* _CONSIGNA Y REQUISITOS_: Responde sí o no a cada afirmación según el texto y cita las palabras exactas que lo deciden. 1. Héctor Magnetto aplaudió al candidato en un seminario que el Grupo Clarín organizó en el MALBA. 2. Enrique Cristofani era en ese momento el número uno del Grupo Miguens. 3. Al releer lo que escribió, a quien escribe le vuelve la tranquilidad de aquellos días.

* _TEXTO EXTRAÍDO_:
───
Su apoyo a eso que se venía era demasiado perturbador. (agregar meme de Ruggeri diciendo “pa’ eto’ etudiaron tanto utede’?”)
Ahí estaba la desesperación de ver que Grabois y los suyos entraron a patotear en el Patio Bullrich, que Alberto Fernández mismo salió a decir que Venezuela no era tan, tan una dictadura, que hablaban alegremente de reeditar la Junta Nacional de Granos, de organizar una CONADEP de periodistas.
Ante esas “promesas de campaña”, y, sí, la respuesta de la academia (representada por Cabecita de Sarlo), de la perfumada colonia artísssstica, de las asociaciones profesionales, todo indicaba que a nadie le importaba nada las cuestiones que uno sigue creyendo fundamentales: no mentir, no robar, respetar las instituciones.
Como ya estoy grande y en cualquier momento me olvido, quiero recordar lo que en aquel momento escribí:
Los medios, rápidos para sus propios reflejos, entronizaron al nuevo “presidente”, si hasta Héctor Magnetto aplaudió de manera prematura al candidato aclamado en el seminario «Democracia y desarrollo» que organizó el Grupo Clarín en el museo de Arte Latinoamericano de Buenos Aires (MALBA). Al lado del antes denostado empresario periodístico, brillaban los ojitos de Paolo Rocca, enrojecían las palmas de Carlos Miguens (del Grupo Miguens) y de Enrique Cristofani (en ese momento, número uno del Banco Santander), lo más rojo del círculo rojo, el establishment o como quieran llamarlo, que empezó a ver alto, rubio, santo y fuerte al dueño de Dylan. Y sobre todo, bien cerca de frenar cualquier cuaderno investigado que los salpicase. Claro, lo de “salpicase” es un desliz teniendo en cuenta lo bañado en chanchullos perfumados con gotas de intensos sobornos que suele estar el círculo rojo. ¿Cómo se le iba a ocurrir al Estado investigar los curros del Estado? Habráse visto, que no es para eso que se pagan las campañas, se hacen las vistas gordas o se rellenan alegres cheques inadvertidos. Jubilosamente, se convirtieron en el perro Dylan, todos muy felices y moviendo la cola.
Lo releo y vuelve la angustia de aquellos días.
Como bien dijo en aquel momento en el ex Twitter @TAFKAjarrito: “Si la guerra de Troya era en Argentina, el caballo podría haber sido transparente tranquilamente”.
───
* _REGISTROS PROPORCIONADOS_:
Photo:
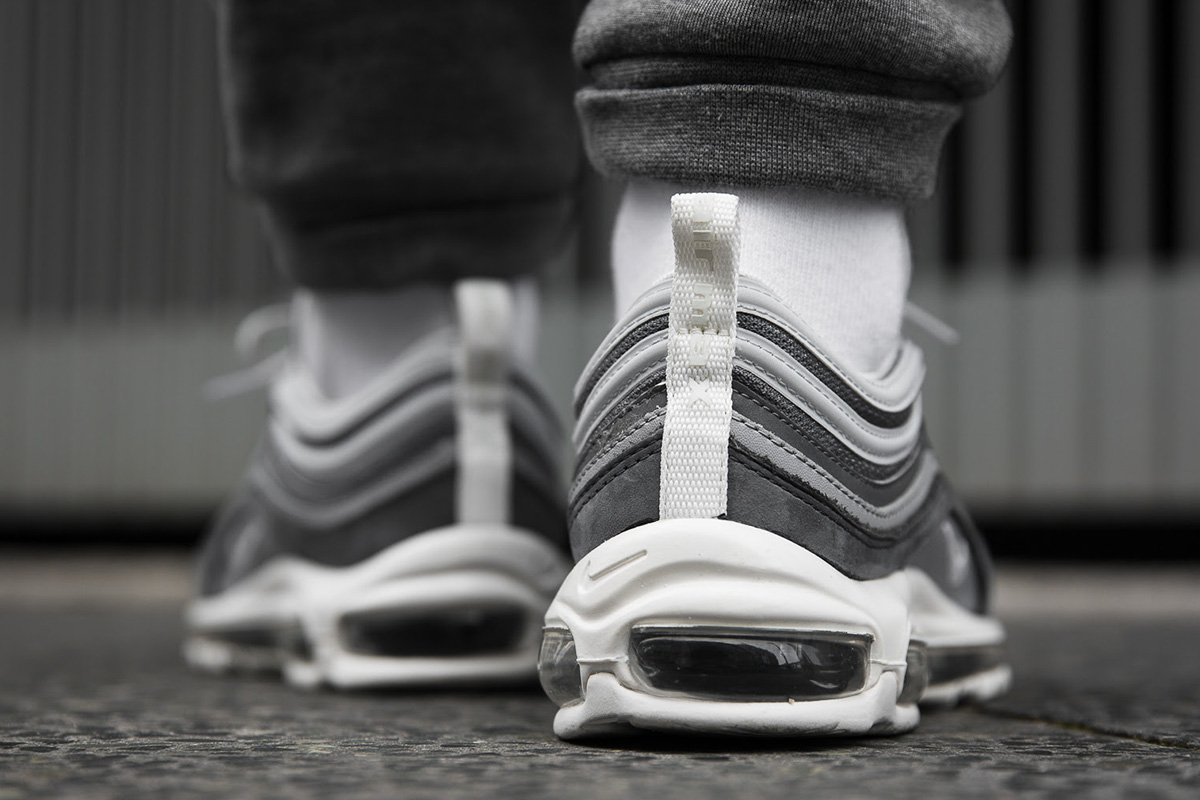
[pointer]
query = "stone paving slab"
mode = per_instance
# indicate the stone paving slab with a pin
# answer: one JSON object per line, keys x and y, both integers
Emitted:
{"x": 95, "y": 703}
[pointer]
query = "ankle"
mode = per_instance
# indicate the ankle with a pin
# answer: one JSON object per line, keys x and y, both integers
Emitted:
{"x": 840, "y": 263}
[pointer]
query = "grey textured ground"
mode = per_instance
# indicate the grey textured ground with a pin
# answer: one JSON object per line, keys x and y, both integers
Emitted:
{"x": 95, "y": 703}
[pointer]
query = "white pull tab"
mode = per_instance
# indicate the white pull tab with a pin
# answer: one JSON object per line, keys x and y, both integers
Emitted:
{"x": 695, "y": 473}
{"x": 481, "y": 368}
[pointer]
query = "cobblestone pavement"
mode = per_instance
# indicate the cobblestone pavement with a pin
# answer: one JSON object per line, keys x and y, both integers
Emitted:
{"x": 95, "y": 703}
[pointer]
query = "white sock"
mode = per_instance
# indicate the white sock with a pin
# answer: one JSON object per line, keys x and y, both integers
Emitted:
{"x": 346, "y": 338}
{"x": 840, "y": 263}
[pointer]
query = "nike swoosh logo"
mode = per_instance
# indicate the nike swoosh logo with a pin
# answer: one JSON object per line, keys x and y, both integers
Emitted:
{"x": 616, "y": 565}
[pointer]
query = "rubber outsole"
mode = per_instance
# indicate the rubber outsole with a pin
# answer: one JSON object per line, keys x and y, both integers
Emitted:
{"x": 454, "y": 606}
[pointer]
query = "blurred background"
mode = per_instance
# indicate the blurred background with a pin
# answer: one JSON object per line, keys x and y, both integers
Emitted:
{"x": 1063, "y": 245}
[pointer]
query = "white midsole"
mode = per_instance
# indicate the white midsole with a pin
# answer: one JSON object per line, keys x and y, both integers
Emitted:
{"x": 477, "y": 566}
{"x": 715, "y": 572}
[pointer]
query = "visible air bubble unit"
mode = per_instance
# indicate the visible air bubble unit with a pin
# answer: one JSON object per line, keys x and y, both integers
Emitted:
{"x": 724, "y": 663}
{"x": 952, "y": 663}
{"x": 558, "y": 668}
{"x": 916, "y": 674}
{"x": 437, "y": 633}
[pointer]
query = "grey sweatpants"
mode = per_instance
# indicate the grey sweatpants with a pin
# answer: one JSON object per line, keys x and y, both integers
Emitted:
{"x": 395, "y": 140}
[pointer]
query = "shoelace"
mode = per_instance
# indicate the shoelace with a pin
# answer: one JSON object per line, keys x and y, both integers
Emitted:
{"x": 251, "y": 331}
{"x": 263, "y": 322}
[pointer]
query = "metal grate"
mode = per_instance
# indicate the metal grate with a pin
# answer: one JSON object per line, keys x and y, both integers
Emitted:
{"x": 1063, "y": 242}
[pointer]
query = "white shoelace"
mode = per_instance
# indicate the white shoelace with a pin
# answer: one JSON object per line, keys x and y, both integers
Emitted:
{"x": 263, "y": 322}
{"x": 249, "y": 337}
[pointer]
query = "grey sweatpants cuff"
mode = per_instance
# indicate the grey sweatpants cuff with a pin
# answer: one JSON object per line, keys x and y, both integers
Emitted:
{"x": 492, "y": 240}
{"x": 760, "y": 136}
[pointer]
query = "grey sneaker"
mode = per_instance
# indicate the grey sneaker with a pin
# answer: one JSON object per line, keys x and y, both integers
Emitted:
{"x": 765, "y": 541}
{"x": 408, "y": 535}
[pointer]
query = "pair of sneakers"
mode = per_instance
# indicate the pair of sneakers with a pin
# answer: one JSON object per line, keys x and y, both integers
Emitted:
{"x": 762, "y": 539}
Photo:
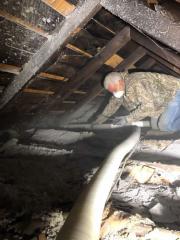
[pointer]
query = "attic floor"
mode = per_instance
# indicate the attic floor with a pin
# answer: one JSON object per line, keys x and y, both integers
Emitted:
{"x": 40, "y": 182}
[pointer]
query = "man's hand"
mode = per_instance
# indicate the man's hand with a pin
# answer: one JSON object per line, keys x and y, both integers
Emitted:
{"x": 121, "y": 121}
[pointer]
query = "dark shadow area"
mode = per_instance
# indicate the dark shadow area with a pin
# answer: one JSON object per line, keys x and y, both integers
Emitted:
{"x": 164, "y": 158}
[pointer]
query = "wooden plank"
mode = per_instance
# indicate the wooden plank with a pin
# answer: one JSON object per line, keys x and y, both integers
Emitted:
{"x": 77, "y": 19}
{"x": 52, "y": 77}
{"x": 155, "y": 48}
{"x": 23, "y": 23}
{"x": 78, "y": 50}
{"x": 69, "y": 102}
{"x": 37, "y": 91}
{"x": 112, "y": 61}
{"x": 96, "y": 63}
{"x": 133, "y": 58}
{"x": 165, "y": 63}
{"x": 145, "y": 19}
{"x": 61, "y": 6}
{"x": 146, "y": 65}
{"x": 16, "y": 70}
{"x": 80, "y": 92}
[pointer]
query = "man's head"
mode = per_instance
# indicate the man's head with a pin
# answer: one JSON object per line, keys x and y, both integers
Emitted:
{"x": 115, "y": 84}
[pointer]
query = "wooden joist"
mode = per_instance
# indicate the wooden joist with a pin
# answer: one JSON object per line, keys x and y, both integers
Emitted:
{"x": 112, "y": 61}
{"x": 38, "y": 91}
{"x": 95, "y": 63}
{"x": 16, "y": 70}
{"x": 23, "y": 23}
{"x": 145, "y": 19}
{"x": 78, "y": 18}
{"x": 170, "y": 66}
{"x": 132, "y": 59}
{"x": 147, "y": 64}
{"x": 61, "y": 6}
{"x": 153, "y": 47}
{"x": 97, "y": 89}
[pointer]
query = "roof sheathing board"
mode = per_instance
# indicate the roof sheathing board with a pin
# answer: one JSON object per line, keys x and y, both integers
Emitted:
{"x": 144, "y": 19}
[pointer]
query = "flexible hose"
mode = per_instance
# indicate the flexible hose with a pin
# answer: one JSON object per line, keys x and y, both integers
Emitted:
{"x": 84, "y": 220}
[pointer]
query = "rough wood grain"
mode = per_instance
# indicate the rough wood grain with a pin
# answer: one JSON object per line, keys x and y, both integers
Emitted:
{"x": 143, "y": 18}
{"x": 78, "y": 18}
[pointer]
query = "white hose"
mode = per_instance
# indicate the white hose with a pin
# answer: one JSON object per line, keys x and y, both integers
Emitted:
{"x": 84, "y": 220}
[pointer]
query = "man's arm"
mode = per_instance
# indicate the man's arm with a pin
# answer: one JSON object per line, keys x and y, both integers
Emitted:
{"x": 142, "y": 112}
{"x": 113, "y": 105}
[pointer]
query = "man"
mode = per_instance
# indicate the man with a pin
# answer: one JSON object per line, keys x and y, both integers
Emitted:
{"x": 144, "y": 94}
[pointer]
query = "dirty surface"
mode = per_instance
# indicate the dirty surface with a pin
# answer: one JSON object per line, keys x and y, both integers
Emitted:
{"x": 38, "y": 190}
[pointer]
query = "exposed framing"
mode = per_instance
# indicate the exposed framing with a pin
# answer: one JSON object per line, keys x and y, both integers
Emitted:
{"x": 75, "y": 21}
{"x": 78, "y": 18}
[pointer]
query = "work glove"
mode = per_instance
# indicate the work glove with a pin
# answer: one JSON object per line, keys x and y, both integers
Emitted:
{"x": 121, "y": 121}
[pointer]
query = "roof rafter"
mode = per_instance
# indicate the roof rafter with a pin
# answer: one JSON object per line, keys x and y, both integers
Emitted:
{"x": 145, "y": 19}
{"x": 78, "y": 18}
{"x": 61, "y": 6}
{"x": 96, "y": 63}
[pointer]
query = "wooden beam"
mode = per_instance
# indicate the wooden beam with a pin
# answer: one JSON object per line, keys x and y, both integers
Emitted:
{"x": 147, "y": 64}
{"x": 16, "y": 70}
{"x": 78, "y": 18}
{"x": 165, "y": 63}
{"x": 97, "y": 89}
{"x": 132, "y": 59}
{"x": 69, "y": 102}
{"x": 53, "y": 77}
{"x": 37, "y": 91}
{"x": 155, "y": 48}
{"x": 112, "y": 61}
{"x": 78, "y": 50}
{"x": 61, "y": 6}
{"x": 95, "y": 63}
{"x": 145, "y": 19}
{"x": 23, "y": 23}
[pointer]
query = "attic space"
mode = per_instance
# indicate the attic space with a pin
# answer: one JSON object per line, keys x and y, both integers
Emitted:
{"x": 89, "y": 124}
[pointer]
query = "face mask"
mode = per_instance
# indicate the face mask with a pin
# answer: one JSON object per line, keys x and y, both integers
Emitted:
{"x": 118, "y": 94}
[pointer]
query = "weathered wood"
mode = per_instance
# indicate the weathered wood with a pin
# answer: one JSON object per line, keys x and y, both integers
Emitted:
───
* _SOLUCIÓN COMPLETA_:
1. Sí: «si hasta Héctor Magnetto aplaudió de manera prematura al candidato aclamado en el seminario «Democracia y desarrollo» que organizó el Grupo Clarín en el museo de Arte Latinoamericano de Buenos Aires (MALBA)».
2. No: «Carlos Miguens (del Grupo Miguens) y de Enrique Cristofani (en ese momento, número uno del Banco Santander)».
3. No: «Lo releo y vuelve la angustia de aquellos días.»